(Supplied text):
------

Early administration of mucoactive agents and ventilator-free days: a propensity score-matched study
Highlight box
Key findings
• Early administration of mucoactive agents did not increase the number of ventilator-free days.
What is known and what is new?
• Although mucoactive agents are often administered in critically ill patients, the benefits of expectorant administration in mechanically ventilated patients are inconclusive.
• Administration of mucoactive agents within 3 days of admission to the intensive care unit did not increase the number of ventilator-free days in critically ill patients.
What is the implication, and what should change now?
• Further studies are needed to determine which patient populations will benefit from mucoactive agents.

------

(Raw data):

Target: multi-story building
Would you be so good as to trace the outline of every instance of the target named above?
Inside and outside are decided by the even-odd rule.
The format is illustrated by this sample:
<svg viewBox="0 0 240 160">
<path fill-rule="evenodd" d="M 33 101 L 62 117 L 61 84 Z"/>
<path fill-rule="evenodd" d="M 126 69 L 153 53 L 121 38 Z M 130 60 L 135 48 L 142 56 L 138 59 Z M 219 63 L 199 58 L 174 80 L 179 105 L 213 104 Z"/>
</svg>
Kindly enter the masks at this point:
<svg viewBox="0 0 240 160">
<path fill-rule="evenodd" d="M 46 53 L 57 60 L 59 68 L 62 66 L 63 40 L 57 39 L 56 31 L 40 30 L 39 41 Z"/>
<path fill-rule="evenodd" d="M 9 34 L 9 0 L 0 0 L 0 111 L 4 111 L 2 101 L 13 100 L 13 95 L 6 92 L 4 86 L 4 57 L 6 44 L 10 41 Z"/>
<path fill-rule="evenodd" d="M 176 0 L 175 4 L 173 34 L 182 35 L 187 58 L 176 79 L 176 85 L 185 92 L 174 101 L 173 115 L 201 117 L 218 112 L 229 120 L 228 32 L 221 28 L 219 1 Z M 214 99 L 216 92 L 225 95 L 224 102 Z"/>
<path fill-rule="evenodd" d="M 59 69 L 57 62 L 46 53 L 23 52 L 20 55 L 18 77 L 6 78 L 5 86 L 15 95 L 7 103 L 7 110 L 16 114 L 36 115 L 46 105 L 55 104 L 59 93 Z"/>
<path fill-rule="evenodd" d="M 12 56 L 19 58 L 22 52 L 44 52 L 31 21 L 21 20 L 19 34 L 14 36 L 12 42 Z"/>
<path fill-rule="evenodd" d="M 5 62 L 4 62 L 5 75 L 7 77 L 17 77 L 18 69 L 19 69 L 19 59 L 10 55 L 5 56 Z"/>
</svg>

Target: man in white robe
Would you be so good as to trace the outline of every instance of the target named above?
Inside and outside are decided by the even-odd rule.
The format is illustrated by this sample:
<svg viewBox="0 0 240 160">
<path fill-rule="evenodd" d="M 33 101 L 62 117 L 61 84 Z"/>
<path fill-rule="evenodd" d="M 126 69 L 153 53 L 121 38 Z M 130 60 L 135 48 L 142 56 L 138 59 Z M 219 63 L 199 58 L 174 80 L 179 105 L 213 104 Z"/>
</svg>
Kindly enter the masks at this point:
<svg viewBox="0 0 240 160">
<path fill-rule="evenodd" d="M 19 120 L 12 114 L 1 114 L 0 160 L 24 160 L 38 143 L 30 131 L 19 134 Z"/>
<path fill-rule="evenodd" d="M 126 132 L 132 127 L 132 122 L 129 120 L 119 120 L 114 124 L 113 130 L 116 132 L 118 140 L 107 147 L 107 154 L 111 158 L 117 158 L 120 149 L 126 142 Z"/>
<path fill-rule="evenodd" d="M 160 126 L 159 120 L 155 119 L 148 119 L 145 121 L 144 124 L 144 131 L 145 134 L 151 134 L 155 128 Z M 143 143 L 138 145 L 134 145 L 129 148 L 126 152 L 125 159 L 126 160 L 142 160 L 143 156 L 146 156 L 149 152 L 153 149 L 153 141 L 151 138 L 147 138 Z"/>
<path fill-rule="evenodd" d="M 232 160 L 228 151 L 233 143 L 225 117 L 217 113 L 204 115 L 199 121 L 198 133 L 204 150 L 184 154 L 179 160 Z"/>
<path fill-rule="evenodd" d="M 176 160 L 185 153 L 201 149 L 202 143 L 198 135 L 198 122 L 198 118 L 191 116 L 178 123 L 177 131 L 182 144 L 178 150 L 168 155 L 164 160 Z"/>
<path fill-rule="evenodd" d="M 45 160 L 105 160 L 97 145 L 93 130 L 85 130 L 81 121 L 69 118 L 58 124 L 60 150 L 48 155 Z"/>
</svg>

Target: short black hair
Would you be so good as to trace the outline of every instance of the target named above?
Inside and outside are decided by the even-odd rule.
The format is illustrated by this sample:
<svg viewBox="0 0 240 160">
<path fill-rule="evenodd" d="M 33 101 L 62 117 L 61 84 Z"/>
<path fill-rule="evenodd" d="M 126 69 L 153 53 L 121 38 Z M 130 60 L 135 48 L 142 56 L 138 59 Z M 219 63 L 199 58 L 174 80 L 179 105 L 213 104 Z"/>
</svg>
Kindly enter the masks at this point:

------

Copy the study summary from "Early administration of mucoactive agents and" up to and including "of ventilator-free days.", changing "mucoactive agents" to "mucolytic drugs" everywhere it occurs.

(Response area):
Early administration of mucolytic drugs and ventilator-free days: a propensity score-matched study
Highlight box
Key findings
• Early administration of mucolytic drugs did not increase the number of ventilator-free days.